Aim of the exercise:
Quote the lines from the line holding "Please find the wet rock" to the very end of the listing, exactly, and no others.

Entries from an annotation dataset:
----------------------------------------

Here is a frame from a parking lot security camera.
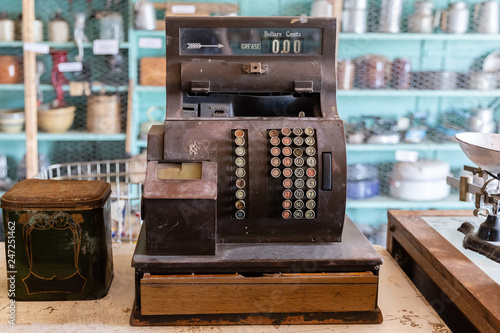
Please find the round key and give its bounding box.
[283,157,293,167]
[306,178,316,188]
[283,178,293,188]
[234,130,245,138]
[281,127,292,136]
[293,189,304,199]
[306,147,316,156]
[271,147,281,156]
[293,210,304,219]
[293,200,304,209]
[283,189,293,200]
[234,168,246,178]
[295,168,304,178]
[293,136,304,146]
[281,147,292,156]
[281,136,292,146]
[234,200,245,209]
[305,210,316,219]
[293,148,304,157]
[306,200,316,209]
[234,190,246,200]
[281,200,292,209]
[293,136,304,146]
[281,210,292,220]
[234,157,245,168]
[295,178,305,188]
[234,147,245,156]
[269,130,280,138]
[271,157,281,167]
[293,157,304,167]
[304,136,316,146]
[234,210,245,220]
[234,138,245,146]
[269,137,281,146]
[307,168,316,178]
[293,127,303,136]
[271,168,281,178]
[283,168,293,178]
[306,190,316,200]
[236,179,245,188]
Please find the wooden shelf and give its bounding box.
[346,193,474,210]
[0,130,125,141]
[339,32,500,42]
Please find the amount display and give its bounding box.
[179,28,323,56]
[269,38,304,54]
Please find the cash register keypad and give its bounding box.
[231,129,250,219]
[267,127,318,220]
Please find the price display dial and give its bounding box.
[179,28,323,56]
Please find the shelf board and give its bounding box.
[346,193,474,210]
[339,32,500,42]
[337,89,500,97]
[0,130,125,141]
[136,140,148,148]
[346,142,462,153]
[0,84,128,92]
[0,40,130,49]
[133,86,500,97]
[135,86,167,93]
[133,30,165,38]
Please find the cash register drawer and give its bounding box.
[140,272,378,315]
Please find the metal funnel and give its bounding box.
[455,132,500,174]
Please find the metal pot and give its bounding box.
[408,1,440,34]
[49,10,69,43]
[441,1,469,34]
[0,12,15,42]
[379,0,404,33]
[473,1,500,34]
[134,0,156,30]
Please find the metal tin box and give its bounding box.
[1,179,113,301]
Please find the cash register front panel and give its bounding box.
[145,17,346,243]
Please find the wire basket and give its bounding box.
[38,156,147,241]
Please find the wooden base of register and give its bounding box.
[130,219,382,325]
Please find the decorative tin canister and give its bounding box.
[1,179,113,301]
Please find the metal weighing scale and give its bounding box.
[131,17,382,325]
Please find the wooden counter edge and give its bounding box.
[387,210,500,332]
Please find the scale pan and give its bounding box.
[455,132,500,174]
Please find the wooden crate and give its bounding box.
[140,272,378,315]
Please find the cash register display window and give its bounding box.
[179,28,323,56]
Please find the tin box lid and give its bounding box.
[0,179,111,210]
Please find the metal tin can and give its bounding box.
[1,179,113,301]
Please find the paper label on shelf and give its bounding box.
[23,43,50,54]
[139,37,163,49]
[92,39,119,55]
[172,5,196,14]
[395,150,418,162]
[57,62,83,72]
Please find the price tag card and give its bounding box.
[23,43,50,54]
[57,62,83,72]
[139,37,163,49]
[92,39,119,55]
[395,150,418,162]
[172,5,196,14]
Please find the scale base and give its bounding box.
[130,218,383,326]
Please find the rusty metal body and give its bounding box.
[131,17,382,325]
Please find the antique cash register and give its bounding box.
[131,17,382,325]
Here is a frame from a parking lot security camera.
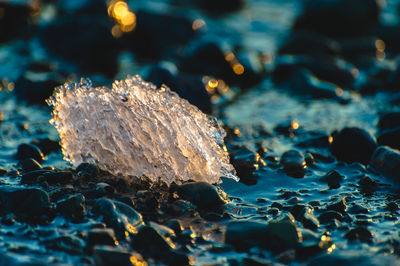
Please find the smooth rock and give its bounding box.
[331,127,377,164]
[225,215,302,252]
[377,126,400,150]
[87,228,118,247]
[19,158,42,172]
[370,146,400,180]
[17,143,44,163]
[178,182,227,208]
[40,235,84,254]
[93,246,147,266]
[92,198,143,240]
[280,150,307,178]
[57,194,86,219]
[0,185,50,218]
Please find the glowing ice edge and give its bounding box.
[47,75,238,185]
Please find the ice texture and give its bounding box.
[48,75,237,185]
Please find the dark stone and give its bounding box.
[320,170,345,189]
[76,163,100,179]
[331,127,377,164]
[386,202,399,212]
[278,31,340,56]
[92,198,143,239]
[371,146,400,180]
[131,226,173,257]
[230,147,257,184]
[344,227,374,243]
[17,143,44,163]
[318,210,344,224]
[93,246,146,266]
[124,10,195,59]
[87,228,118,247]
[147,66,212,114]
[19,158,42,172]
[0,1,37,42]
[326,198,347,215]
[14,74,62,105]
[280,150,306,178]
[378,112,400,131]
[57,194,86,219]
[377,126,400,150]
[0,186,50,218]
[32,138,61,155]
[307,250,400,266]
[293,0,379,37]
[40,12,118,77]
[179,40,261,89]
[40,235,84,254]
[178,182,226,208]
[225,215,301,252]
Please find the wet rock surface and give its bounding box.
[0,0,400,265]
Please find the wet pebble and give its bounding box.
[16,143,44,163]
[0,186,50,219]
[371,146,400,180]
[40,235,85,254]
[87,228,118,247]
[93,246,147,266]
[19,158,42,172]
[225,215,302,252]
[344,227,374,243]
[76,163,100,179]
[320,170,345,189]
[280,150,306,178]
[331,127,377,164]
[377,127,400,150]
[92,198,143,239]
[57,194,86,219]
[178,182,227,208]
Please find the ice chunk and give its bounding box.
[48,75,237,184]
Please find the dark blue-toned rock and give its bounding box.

----------------------------------------

Task solution:
Please find the wet rock surface and give its bounding box.
[0,0,400,265]
Please find the wet pebble and give its bounding box.
[16,143,44,163]
[0,186,50,219]
[371,146,400,180]
[40,235,85,254]
[87,228,118,247]
[93,246,147,266]
[19,158,42,172]
[225,215,302,252]
[344,227,374,243]
[76,163,100,179]
[320,170,345,189]
[280,150,306,178]
[331,127,377,164]
[377,127,400,150]
[92,198,143,239]
[57,194,86,219]
[178,182,227,208]
Please find the ice chunk and give its bounding box.
[48,75,237,184]
Please find the dark blue-toned rock and give its bounding box.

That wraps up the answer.